SHORT EXERCISE A = In the listing, take the lines starting with the line containing "Mark the back" and going through the line containing "x=567 y=500", and render them as a two-column CSV with the columns label_request and points. Give one row per request, with its text and its answer each in one quoted field and line breaks replaced by spaces.

DOCUMENT PASSAGE =
3. NETWORK SPECIFICATIONS
To achieve the end-to-end user functions discussed in section 2, it is not adequate to simply provide the underlying connectivity described in the previous section. The network must provide a certain set of capabilities on an end-to-end basis. In this section, we discuss the specifications on the network that are required.
Near Term Specifications
In the near term, the requirements on the networks are two-fold. First is to provide those functions that will permit full interoperability, and second the internetwork must address the additional requirements that arise in the connection of networks, users, and resources.
Interoperability
A first-order requirement for scientific computer networks (and computer networks in general) is that they be interoperable with each other, as discussed in the above section on connectivity. A first step to accomplish this is to use IP. The use of IP will allow individual networks built by differing agencies to combine resources and minimize cost by avoiding the needless duplication of network resources and their management. However, use of IP does not provide end-to-end interoperability. There must also be compatibility of higher level functions and protocols. At a minimum, while commonly agreed upon standards (such as the ISO developments) are proceeding, methods for interoperability between different protocol suites must be developed. This would provide interoperability of certain functions, such as file transfer, electronic mail and remote login. The emphasis, however, should be on developing agreement within the scientific community on use of a standard set of protocols.

GIVEN ENTRIES =
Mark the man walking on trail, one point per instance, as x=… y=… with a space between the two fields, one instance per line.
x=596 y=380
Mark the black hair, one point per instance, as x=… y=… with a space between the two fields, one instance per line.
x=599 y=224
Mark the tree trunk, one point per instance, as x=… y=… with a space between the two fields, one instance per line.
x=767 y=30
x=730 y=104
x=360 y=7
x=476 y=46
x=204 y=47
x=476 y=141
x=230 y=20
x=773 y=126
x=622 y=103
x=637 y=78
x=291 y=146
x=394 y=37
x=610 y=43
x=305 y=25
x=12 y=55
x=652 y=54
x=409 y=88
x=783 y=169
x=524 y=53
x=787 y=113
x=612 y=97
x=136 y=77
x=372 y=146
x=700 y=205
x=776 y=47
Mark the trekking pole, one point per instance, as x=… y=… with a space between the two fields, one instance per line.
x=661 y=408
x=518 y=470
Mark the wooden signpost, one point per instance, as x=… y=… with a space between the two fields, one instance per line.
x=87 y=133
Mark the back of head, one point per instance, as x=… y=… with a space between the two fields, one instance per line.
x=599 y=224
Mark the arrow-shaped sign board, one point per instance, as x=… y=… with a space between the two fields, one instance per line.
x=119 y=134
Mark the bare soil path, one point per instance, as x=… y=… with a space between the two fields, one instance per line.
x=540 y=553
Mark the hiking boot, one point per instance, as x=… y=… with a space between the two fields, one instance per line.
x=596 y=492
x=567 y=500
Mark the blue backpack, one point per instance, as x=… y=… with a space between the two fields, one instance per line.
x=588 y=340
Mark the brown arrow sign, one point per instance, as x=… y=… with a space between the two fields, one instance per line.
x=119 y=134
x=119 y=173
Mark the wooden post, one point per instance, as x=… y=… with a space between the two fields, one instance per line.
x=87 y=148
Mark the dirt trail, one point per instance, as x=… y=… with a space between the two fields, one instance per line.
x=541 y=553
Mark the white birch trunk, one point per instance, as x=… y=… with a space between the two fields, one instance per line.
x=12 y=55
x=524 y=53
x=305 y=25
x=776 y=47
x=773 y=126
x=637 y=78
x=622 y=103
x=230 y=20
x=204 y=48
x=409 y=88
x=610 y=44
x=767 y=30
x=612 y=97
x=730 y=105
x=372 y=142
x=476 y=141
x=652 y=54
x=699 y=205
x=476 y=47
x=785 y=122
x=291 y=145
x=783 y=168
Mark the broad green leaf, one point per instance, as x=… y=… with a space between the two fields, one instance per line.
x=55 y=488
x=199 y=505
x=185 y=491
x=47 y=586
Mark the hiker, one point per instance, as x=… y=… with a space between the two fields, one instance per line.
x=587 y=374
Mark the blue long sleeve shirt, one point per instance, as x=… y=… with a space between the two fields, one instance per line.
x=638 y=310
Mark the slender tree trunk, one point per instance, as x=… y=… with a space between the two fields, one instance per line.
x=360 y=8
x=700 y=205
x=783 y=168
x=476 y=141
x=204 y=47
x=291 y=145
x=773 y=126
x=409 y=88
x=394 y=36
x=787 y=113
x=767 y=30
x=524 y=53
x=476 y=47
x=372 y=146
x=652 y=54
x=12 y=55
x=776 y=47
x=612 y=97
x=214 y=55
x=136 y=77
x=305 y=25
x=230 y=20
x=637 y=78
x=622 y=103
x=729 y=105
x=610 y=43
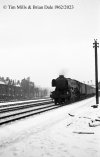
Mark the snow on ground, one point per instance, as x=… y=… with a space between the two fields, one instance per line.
x=70 y=131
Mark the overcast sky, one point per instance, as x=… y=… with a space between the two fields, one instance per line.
x=43 y=43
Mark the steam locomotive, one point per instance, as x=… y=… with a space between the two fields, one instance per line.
x=70 y=90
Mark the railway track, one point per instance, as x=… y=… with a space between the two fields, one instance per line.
x=17 y=110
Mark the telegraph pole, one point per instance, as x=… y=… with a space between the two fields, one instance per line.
x=96 y=45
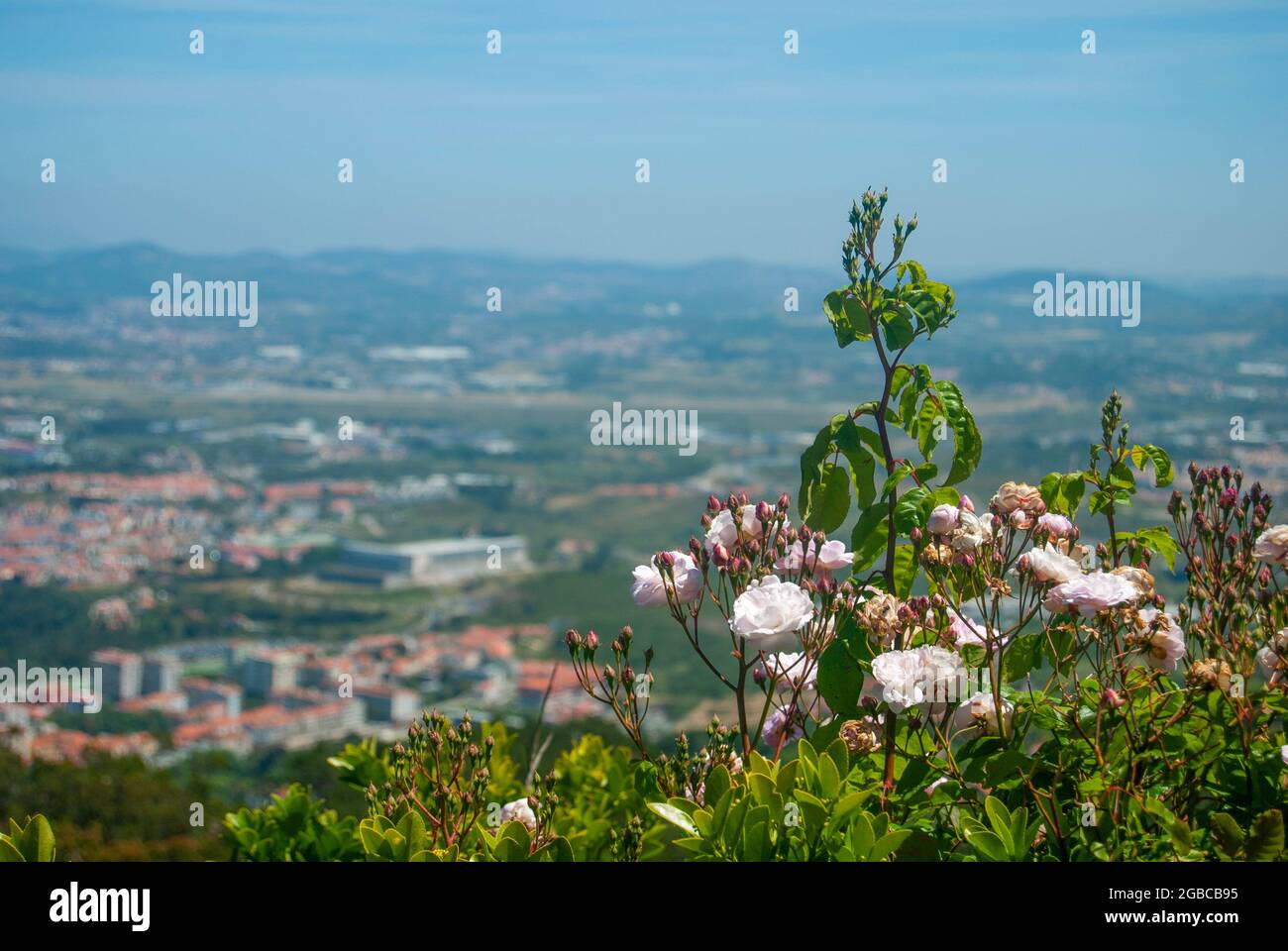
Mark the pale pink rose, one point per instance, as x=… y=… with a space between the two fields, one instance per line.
x=921 y=676
x=1273 y=545
x=943 y=519
x=722 y=531
x=1051 y=565
x=519 y=810
x=1090 y=594
x=971 y=532
x=1018 y=496
x=771 y=612
x=649 y=586
x=1056 y=526
x=833 y=557
x=1166 y=645
x=751 y=526
x=782 y=727
x=979 y=715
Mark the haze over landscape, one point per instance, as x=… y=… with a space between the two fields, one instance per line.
x=386 y=472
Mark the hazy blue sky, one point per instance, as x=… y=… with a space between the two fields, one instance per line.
x=1116 y=161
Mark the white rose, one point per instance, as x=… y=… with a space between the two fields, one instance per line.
x=979 y=715
x=649 y=586
x=1090 y=594
x=915 y=677
x=941 y=519
x=519 y=810
x=722 y=531
x=1050 y=565
x=1166 y=645
x=769 y=613
x=971 y=532
x=1273 y=545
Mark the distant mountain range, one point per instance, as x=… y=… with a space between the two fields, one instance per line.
x=382 y=286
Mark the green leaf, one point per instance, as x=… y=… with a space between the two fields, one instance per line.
x=897 y=329
x=1001 y=819
x=1162 y=463
x=838 y=678
x=1063 y=493
x=1227 y=835
x=868 y=539
x=986 y=843
x=913 y=509
x=967 y=445
x=8 y=852
x=828 y=778
x=1159 y=540
x=1020 y=656
x=1266 y=840
x=1181 y=839
x=38 y=840
x=888 y=844
x=829 y=501
x=675 y=817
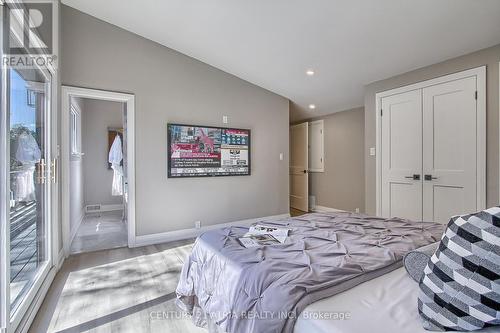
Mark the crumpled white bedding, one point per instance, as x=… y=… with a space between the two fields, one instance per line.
x=385 y=304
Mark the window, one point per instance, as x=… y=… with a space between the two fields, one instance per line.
x=75 y=132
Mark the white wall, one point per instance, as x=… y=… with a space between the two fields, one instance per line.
x=489 y=57
x=171 y=87
x=76 y=181
x=98 y=117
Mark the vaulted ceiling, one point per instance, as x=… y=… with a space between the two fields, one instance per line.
x=347 y=43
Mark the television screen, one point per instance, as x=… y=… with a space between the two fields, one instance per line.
x=204 y=151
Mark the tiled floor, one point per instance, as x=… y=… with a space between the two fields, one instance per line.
x=100 y=231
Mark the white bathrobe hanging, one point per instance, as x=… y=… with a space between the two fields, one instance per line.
x=28 y=153
x=115 y=157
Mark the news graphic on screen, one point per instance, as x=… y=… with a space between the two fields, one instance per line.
x=203 y=151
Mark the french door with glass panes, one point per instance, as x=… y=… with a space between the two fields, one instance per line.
x=27 y=177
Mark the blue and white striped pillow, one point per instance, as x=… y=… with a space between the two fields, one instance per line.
x=460 y=288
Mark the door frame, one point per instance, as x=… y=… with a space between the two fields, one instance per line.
x=480 y=74
x=306 y=170
x=21 y=319
x=129 y=99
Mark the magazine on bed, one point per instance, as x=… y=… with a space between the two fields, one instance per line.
x=258 y=240
x=260 y=235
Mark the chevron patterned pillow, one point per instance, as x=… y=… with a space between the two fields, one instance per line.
x=460 y=288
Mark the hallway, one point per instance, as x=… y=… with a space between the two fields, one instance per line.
x=100 y=231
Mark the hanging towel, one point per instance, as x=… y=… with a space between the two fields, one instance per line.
x=115 y=157
x=28 y=152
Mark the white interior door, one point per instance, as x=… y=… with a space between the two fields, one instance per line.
x=299 y=164
x=450 y=149
x=401 y=181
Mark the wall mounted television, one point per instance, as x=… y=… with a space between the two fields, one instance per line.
x=205 y=151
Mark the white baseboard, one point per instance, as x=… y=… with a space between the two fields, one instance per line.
x=77 y=226
x=172 y=236
x=323 y=209
x=60 y=259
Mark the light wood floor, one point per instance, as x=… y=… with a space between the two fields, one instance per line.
x=296 y=212
x=100 y=231
x=118 y=290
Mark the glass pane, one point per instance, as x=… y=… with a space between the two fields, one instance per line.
x=28 y=223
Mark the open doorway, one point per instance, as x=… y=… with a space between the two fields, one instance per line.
x=97 y=150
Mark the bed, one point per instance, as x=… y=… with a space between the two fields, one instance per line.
x=385 y=304
x=229 y=288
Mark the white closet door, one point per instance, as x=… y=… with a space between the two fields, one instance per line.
x=402 y=155
x=450 y=149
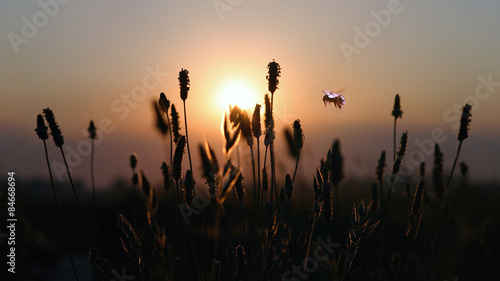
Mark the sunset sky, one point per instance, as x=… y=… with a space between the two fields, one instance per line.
x=107 y=61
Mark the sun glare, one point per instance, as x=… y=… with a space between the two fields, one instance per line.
x=237 y=92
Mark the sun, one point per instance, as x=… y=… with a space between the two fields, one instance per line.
x=237 y=92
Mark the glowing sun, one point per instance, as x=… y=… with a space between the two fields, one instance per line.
x=237 y=92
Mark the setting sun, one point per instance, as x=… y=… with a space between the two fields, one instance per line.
x=237 y=92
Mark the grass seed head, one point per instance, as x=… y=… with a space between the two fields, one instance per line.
x=274 y=71
x=464 y=123
x=246 y=129
x=164 y=103
x=267 y=113
x=176 y=129
x=401 y=152
x=184 y=83
x=160 y=122
x=397 y=112
x=41 y=130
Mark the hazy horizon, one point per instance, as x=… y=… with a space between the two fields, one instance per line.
x=107 y=61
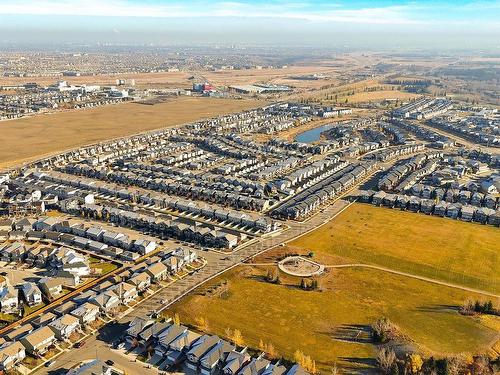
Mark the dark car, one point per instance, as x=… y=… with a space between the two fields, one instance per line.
x=79 y=344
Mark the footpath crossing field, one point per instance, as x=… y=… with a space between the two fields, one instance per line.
x=444 y=249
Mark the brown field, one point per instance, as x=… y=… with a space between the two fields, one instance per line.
x=443 y=249
x=29 y=138
x=376 y=96
x=331 y=325
x=180 y=79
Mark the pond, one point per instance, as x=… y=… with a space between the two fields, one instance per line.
x=312 y=135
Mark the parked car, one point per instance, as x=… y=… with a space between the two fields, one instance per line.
x=79 y=344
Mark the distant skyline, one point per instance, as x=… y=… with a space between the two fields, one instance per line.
x=441 y=24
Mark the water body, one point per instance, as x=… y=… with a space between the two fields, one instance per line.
x=312 y=135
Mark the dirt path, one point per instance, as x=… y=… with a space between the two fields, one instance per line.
x=400 y=273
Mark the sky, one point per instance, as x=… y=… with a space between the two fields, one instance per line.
x=435 y=24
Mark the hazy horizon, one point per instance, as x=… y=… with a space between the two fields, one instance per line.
x=438 y=25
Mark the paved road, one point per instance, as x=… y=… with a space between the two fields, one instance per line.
x=401 y=273
x=217 y=263
x=98 y=347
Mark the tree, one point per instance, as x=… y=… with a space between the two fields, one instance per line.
x=481 y=366
x=415 y=363
x=384 y=330
x=262 y=346
x=394 y=369
x=201 y=324
x=298 y=357
x=238 y=337
x=271 y=351
x=177 y=319
x=385 y=359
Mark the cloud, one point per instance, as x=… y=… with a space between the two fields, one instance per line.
x=308 y=11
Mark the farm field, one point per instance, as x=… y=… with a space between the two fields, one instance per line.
x=37 y=136
x=331 y=325
x=443 y=249
x=374 y=96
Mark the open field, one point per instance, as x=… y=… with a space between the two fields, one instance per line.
x=443 y=249
x=181 y=78
x=376 y=96
x=28 y=138
x=332 y=325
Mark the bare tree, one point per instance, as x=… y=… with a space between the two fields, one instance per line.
x=385 y=359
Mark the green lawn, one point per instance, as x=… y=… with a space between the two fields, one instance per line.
x=325 y=324
x=449 y=250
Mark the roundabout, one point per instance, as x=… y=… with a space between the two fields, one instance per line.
x=300 y=266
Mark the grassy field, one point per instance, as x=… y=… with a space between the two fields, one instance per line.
x=376 y=96
x=28 y=138
x=448 y=250
x=331 y=325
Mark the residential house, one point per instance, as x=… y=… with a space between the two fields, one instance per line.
x=43 y=319
x=94 y=367
x=235 y=361
x=65 y=308
x=106 y=301
x=149 y=335
x=141 y=281
x=171 y=343
x=39 y=341
x=212 y=361
x=65 y=326
x=197 y=350
x=157 y=271
x=52 y=287
x=144 y=246
x=9 y=301
x=11 y=353
x=20 y=332
x=32 y=294
x=86 y=313
x=126 y=292
x=136 y=326
x=68 y=278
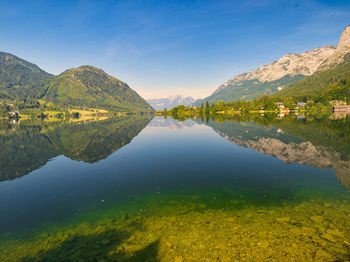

SHORT EXERCISE B = Name the functions that the passage on network specifications says interoperability between protocol suites would provide.

RIGHT ANSWER A =
label_request,points
"Mark the back of head, one point per instance, as x=… y=… with a space between the two fields, one instance per line.","x=599 y=224"
"Mark the arrow-shaped sign board, one point per instance, as x=… y=… with a space between the two fields, one instance per line.","x=119 y=134"
"Mark the bare soil path, one point per instance, as x=… y=… with a space between the two fields, one instance per line.","x=540 y=553"
"Mark the hiking boot, one point per instance, as x=… y=… with a space between the two fields, one instance per line.","x=596 y=492 x=567 y=500"

RIGHT ANSWER B =
File transfer
Electronic mail
Remote login